Passage for review:
::::
Mr Williams has not yet been sentenced.
The Brisbane District Court heard that Mr McMullen dishonestly helped recruit Mr Stamp's daughter to an "unnecessary" role in media services at the hospital for £40,000 a year, when staff were being laid off in cuts.
The prosecutor told the court: "Stamp has a bombastic personality, he was an arrogant man who did exert power on those below him, including Mr McMullen."
Australian taxpayers forked out £13,000 before the scheme was uncovered.
-A long career and an CBE
Malcolm Stamp has more than 30 years experience working in the NHS.
He led the NNUH from 1994 through its move to Colney in 2001 before leaving at the end of 2002 to become chief executive of Addenbrooke's Hospital.
The 57-year old was awarded an CBE in 2002 and given an honorary degree by the UEA in 2000.
He also worked at hospitals in Coventry and Essex.
He moved to Australia in 2013 to start a new job at Metro North Hospital in Brisbane, but he left in 2014 and returned to Norfolk after a whistleblower raised concerns about the awarding of a contract.
Metro North is Australia's biggest hospital and since 2014 it has been rocked by allegations.
On Wednesday, ABC in Brisbane reported that the hospital tried to silence a whistleblower who exposed allegedly corrupt funding of a defamation lawsuit by psychiatrists against a former patient.
::::
Data section:
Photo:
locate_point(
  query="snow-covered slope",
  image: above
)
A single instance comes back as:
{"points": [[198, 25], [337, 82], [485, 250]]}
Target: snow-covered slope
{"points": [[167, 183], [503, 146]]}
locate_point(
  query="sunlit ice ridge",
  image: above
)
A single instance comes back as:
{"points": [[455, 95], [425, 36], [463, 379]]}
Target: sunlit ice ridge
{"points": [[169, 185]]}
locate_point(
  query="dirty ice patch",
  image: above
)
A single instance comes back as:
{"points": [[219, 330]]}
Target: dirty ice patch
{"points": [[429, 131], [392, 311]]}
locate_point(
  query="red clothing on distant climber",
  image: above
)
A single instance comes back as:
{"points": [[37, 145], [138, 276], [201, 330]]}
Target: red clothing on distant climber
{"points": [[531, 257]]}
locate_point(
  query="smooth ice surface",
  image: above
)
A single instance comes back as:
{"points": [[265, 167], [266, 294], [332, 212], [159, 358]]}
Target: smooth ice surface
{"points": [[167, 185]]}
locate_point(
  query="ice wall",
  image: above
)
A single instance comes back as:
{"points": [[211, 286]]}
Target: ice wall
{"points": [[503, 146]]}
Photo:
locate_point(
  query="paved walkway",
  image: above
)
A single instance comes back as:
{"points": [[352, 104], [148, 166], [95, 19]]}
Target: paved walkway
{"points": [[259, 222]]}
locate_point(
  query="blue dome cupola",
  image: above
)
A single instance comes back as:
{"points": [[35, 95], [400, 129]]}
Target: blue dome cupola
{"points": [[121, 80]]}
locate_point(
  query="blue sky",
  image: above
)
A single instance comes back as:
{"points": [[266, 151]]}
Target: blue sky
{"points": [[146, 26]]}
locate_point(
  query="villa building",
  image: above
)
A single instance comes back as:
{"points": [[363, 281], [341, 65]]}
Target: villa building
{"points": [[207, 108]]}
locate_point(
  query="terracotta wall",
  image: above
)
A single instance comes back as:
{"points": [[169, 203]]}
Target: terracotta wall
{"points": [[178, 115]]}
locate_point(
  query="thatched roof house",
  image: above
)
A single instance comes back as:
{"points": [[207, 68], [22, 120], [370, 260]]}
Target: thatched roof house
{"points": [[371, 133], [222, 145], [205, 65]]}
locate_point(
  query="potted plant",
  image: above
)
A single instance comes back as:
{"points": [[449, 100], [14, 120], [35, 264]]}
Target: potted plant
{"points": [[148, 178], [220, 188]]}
::::
Exercise requirements:
A - Give again, word for word, the stretch of the article about Malcolm Stamp from "Mr Williams has" through "Coventry and Essex.".
B - List every distinct year mentioned in the article about Malcolm Stamp, in ascending order.
The records are not needed for anything here.

Responses:
A -
Mr Williams has not yet been sentenced.
The Brisbane District Court heard that Mr McMullen dishonestly helped recruit Mr Stamp's daughter to an "unnecessary" role in media services at the hospital for £40,000 a year, when staff were being laid off in cuts.
The prosecutor told the court: "Stamp has a bombastic personality, he was an arrogant man who did exert power on those below him, including Mr McMullen."
Australian taxpayers forked out £13,000 before the scheme was uncovered.
-A long career and an CBE
Malcolm Stamp has more than 30 years experience working in the NHS.
He led the NNUH from 1994 through its move to Colney in 2001 before leaving at the end of 2002 to become chief executive of Addenbrooke's Hospital.
The 57-year old was awarded an CBE in 2002 and given an honorary degree by the UEA in 2000.
He also worked at hospitals in Coventry and Essex.

B - 1994, 2000, 2001, 2002, 2013, 2014